原文 =
━━━━━━━━━━━━━━━━━━━━━━━━━━━━━━

Xlearn是你面对结构化数据分类/回归任务时,除了xgboost/lightgbm/catboost之外,又不想搞训练很慢的深度学习模型时,可以尝试考虑的一个能够快速落地的机器学习baseline基准。
你可以将它单独使用 (在某些场景中可能会好于GBDT类模型),也可以尝试将它和GBDT类模型进行模型融合(基本在所有场景中都会有所提升)。
它常常在广告点击率预测、推荐系统等存在大规模稀疏特征,并且特征交叉比较重要的场景中表现比较亮眼。
XLearn 一般用于解决二分类问题和回归问题。主要支持以下三种模型。
公众号 算法美食屋 后台回复关键词:xlearn,获取本文notebook源代码,以及cretio_small.zip广告点击预测数据集。
xlearn依赖gcc和cmake。linux环境可以用apt-get安装。
依赖安装好后,可以直接用pip安装xlearn。也可以git克隆下最新源码进行一键安装。
推荐使用git clone下源码的安装方式,版本更新,并且可以download下git项目中的范例数据集和代码。
!gcc --version #查看gcc是否存在,一般都是存在的
#!yes|apt-get install gcc
#!yes|apt-get install cmake
!pip install cmake
#直接pip安装
#!pip install xlearn
#从源码下载最新版本,然后一键安装
!git clone https://github.com/aksnzhy/xlearn/
%%bash
cd xlearn
./build.sh
我们通过一个非常简单的xlearn的sklearn接口
进行iris花瓣分类问题建模来测试xlearn是否安装成功 。
import os
os.environ['USER'] = 'test' #没有USER环境变量可能会报错
import numpy as np
import pandas as pd
import xlearn as xl
from sklearn.datasets import load_iris
from sklearn.model_selection import train_test_split
from sklearn.metrics import roc_auc_score
#1,准备数据
dfiris = load_iris()
X,y = dfiris['data'],(dfiris['target'] == 2)
X_train, X_val, y_train,y_val = train_test_split(X, y, test_size=0.3, random_state=0)
#2,定义模型
model = xl.LRModel(task='binary', init=0.1,
epoch=10, lr=0.1, reg_lambda=1.0)
#3,训练模型
model.fit(X_train, y_train,
eval_set=[X_val, y_val])
#4,使用模型
y_pred = model.predict(X_val)
val_auc = roc_auc_score(y_val.astype(float),y_pred)
print('val_auc=',auc)
下面我们使用房价预测范例来演示使用xlearn来解决回归问题。
我们将使用xlearn的原生接口xl.create_fm()来构建模型,
使用xl.DMatrix来准备数据集。

━━━━━━━━━━━━━━━━━━━━━━━━━━━━━━

条目列表 =

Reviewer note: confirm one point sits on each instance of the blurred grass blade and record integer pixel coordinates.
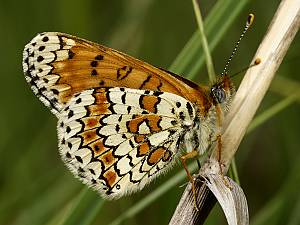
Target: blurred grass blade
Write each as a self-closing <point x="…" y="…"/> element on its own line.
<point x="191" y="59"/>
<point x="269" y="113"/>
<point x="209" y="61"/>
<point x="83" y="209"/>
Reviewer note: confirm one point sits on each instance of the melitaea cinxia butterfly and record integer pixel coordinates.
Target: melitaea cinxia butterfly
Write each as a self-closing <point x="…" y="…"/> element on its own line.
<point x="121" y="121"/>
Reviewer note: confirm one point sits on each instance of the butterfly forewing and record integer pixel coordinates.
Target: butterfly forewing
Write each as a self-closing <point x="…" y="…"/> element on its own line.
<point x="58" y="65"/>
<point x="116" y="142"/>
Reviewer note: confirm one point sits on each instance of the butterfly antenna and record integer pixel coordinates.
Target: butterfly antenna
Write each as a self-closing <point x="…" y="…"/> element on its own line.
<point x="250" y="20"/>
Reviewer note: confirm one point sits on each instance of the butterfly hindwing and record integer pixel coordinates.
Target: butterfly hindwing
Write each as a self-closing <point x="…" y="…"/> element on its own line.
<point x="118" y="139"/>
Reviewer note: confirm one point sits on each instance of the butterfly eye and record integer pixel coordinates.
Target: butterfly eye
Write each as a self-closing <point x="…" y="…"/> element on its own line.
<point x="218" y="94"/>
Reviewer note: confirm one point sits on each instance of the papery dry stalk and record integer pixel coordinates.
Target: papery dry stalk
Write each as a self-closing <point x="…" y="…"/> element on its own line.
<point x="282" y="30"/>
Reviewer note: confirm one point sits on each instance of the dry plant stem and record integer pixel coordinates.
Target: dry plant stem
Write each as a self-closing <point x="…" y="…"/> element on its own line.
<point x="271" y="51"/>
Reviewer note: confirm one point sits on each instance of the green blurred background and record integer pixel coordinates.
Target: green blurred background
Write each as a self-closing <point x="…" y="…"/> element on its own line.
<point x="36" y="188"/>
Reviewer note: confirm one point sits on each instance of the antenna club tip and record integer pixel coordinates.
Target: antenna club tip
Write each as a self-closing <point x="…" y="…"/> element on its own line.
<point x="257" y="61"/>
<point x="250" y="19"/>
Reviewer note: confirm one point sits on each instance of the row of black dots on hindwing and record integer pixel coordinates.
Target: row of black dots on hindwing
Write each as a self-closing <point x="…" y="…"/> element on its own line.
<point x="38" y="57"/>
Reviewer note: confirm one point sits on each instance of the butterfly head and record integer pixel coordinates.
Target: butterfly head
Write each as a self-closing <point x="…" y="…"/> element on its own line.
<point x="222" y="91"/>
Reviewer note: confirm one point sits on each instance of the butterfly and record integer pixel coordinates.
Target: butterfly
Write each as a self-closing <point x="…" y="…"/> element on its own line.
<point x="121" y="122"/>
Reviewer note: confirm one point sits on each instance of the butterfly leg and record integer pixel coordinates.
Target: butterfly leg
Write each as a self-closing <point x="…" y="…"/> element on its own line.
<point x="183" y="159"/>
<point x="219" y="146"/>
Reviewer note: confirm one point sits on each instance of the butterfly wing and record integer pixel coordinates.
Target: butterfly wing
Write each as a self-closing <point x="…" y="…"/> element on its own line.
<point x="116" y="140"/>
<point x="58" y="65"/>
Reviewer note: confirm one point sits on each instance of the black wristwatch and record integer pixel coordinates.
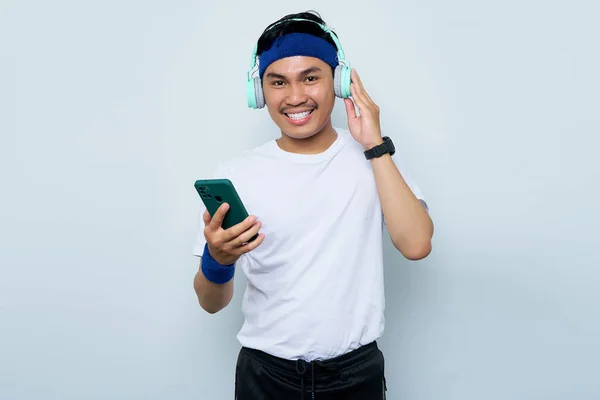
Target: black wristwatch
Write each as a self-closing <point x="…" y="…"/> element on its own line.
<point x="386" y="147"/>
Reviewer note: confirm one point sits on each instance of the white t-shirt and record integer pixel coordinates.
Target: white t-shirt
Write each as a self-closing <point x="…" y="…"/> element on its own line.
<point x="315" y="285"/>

━━━━━━━━━━━━━━━━━━━━━━━━━━━━━━

请完成 =
从上面这篇 xlearn 入门文章的最后一句之后接着往下写。

任务答案 =
import os
os.environ['USER'] = 'test' #没有USER环境变量可能会报错
import numpy as np
import pandas as pd
from sklearn.model_selection import train_test_split
import xlearn as xl
#1,准备数据
dfdata = pd.read_csv("xlearn/demo/regression/house_price/house_price_train.txt",
header=None, sep="\t")
dftrain,dfval = train_test_split(dfdata,test_size=200)
dftest = pd.read_csv("xlearn/demo/regression/house_price/house_price_test.txt",
header=None, sep="\t")
Xtrain,ytrain = dftrain[dftrain.columns[1:]],dftrain[0]
Xval,yval = dfval[dfval.columns[1:]],dfval[0]
Xtest,ytest = dftest[dftest.columns[1:]],dftest[0]
dm_train = xl.DMatrix(Xtrain, ytrain)
dm_val = xl.DMatrix(Xval, yval)
dm_test = xl.DMatrix(Xtest, ytest)
# 2,定义模型
model = xl.create_fm() #xl.create_linear(), xl.create_ffm()
model.setTrain(dm_train)
model.setValidate(dm_val)
param = {'task':'reg', #task 可以为 'binary' 或者 'reg',
'lr':0.2,
'lambda':0.002, #参数L2正则系数
'metric':'mae',
'nthread':8, #使用线程数
'epoch':20,
'stop_window':10 #10个epoch未提升早停
}
# 3,训练模型
model_path = "./model.out"
model.fit(param, model_path)
# 4,验证模型
model.setTest(dm_train)
yhat_train = model.predict(model_path)
train_acc = 1- np.abs(yhat_train-ytrain).sum()/np.abs(0.5*(yhat_train+ytrain)).sum()
model.setTest(dm_val)
yhat_val = model.predict(model_path)
val_acc = 1- np.abs(yhat_val-yval).sum()/np.abs(0.5*(yhat_val+yval)).sum()
print('\n'*5+'='*80)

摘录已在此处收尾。